[Start of Data section]
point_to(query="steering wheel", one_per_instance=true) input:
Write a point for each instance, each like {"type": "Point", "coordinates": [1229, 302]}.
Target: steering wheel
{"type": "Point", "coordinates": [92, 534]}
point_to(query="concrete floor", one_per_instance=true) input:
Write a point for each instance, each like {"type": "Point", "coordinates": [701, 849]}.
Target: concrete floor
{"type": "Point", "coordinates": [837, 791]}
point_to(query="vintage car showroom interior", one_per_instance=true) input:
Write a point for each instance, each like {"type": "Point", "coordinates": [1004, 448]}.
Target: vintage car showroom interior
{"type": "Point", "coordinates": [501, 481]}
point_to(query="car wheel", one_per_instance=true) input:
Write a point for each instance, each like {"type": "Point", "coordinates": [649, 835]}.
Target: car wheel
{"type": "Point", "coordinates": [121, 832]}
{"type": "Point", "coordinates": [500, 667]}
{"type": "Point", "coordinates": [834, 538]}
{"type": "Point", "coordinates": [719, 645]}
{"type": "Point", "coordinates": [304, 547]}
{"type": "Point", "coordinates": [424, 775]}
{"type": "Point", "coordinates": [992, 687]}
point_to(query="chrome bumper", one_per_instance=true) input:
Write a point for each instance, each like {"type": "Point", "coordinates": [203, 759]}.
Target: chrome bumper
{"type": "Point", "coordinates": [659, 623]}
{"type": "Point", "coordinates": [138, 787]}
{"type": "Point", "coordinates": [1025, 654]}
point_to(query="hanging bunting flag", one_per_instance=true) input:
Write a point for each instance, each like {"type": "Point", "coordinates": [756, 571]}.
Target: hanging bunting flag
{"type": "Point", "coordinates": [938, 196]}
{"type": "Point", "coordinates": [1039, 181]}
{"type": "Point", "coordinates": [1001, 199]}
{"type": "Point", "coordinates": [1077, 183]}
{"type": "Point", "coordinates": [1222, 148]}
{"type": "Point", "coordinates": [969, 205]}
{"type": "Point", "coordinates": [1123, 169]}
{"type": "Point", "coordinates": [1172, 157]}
[End of Data section]
→ Goal of the exercise
Please rewrite all of the lines above, changing "chrome bumper" to "metal bumper" wherever it occurs and leaving everything else unchanged.

→ Task result
point_to(query="steering wheel", one_per_instance=true) input:
Write a point for each instance, each like {"type": "Point", "coordinates": [1229, 302]}.
Target: steering wheel
{"type": "Point", "coordinates": [92, 534]}
point_to(query="concrete floor", one_per_instance=true) input:
Write a point for each instance, each like {"type": "Point", "coordinates": [701, 849]}.
Target: concrete floor
{"type": "Point", "coordinates": [837, 791]}
point_to(query="vintage car showroom interior", one_per_instance=true) input:
Write a point for each instance, each like {"type": "Point", "coordinates": [1004, 448]}.
Target: vintage car showroom interior
{"type": "Point", "coordinates": [501, 481]}
point_to(query="car wheel", one_per_instance=true) input:
Write a point for each instance, each like {"type": "Point", "coordinates": [649, 835]}.
Target: car wheel
{"type": "Point", "coordinates": [121, 832]}
{"type": "Point", "coordinates": [500, 667]}
{"type": "Point", "coordinates": [834, 538]}
{"type": "Point", "coordinates": [719, 645]}
{"type": "Point", "coordinates": [304, 547]}
{"type": "Point", "coordinates": [424, 775]}
{"type": "Point", "coordinates": [992, 687]}
point_to(query="metal bumper", one_per_instance=true) input:
Write a point for each instance, each like {"type": "Point", "coordinates": [203, 759]}.
Target: metal bumper
{"type": "Point", "coordinates": [659, 623]}
{"type": "Point", "coordinates": [138, 787]}
{"type": "Point", "coordinates": [1025, 654]}
point_to(query="hanging bunting flag", one_per_instance=true) input:
Write a point for each instance, each like {"type": "Point", "coordinates": [756, 571]}.
Target: hanging bunting flag
{"type": "Point", "coordinates": [938, 196]}
{"type": "Point", "coordinates": [1039, 181]}
{"type": "Point", "coordinates": [1001, 199]}
{"type": "Point", "coordinates": [1077, 183]}
{"type": "Point", "coordinates": [1222, 148]}
{"type": "Point", "coordinates": [969, 205]}
{"type": "Point", "coordinates": [1123, 169]}
{"type": "Point", "coordinates": [1172, 157]}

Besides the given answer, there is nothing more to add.